== What is needed ==
Can you quote the lines below exactly, starting at the line with "If you could place a marker on the shaggy" and going through the last one?

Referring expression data
┌────────
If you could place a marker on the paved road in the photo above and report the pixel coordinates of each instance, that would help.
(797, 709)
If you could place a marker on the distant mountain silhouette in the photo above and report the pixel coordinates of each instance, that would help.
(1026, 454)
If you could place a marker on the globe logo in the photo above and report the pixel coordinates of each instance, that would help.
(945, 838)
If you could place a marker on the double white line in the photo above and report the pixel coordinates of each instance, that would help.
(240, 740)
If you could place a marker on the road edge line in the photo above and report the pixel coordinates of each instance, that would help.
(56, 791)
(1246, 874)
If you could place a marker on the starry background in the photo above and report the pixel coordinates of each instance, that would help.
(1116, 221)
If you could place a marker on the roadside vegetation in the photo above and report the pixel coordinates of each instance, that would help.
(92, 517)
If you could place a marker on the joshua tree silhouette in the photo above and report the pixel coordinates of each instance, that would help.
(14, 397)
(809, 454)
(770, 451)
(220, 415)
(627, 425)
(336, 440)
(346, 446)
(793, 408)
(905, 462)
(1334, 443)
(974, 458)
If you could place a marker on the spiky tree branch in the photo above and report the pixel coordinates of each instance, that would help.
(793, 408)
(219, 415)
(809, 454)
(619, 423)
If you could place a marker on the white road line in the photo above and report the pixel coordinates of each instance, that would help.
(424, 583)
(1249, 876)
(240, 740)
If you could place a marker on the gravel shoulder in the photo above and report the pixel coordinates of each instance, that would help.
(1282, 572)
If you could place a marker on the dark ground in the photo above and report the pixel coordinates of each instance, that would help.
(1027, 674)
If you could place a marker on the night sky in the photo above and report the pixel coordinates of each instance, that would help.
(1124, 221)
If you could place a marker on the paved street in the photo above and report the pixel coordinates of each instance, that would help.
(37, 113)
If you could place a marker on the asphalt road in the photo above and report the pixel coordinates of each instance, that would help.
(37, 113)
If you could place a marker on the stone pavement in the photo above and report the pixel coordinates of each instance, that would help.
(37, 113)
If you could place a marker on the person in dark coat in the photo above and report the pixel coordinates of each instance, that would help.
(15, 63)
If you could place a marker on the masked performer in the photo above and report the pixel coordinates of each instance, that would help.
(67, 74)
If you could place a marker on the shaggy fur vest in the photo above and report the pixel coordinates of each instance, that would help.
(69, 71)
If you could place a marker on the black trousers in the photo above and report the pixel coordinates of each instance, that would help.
└────────
== Worked solution ==
If you could place a marker on the shaggy fur vest in the photo above and report the pixel coordinates of each instance, that would help.
(69, 71)
If you could place a marker on the black trousers in the photo above and report the pixel coordinates of each instance, that would help.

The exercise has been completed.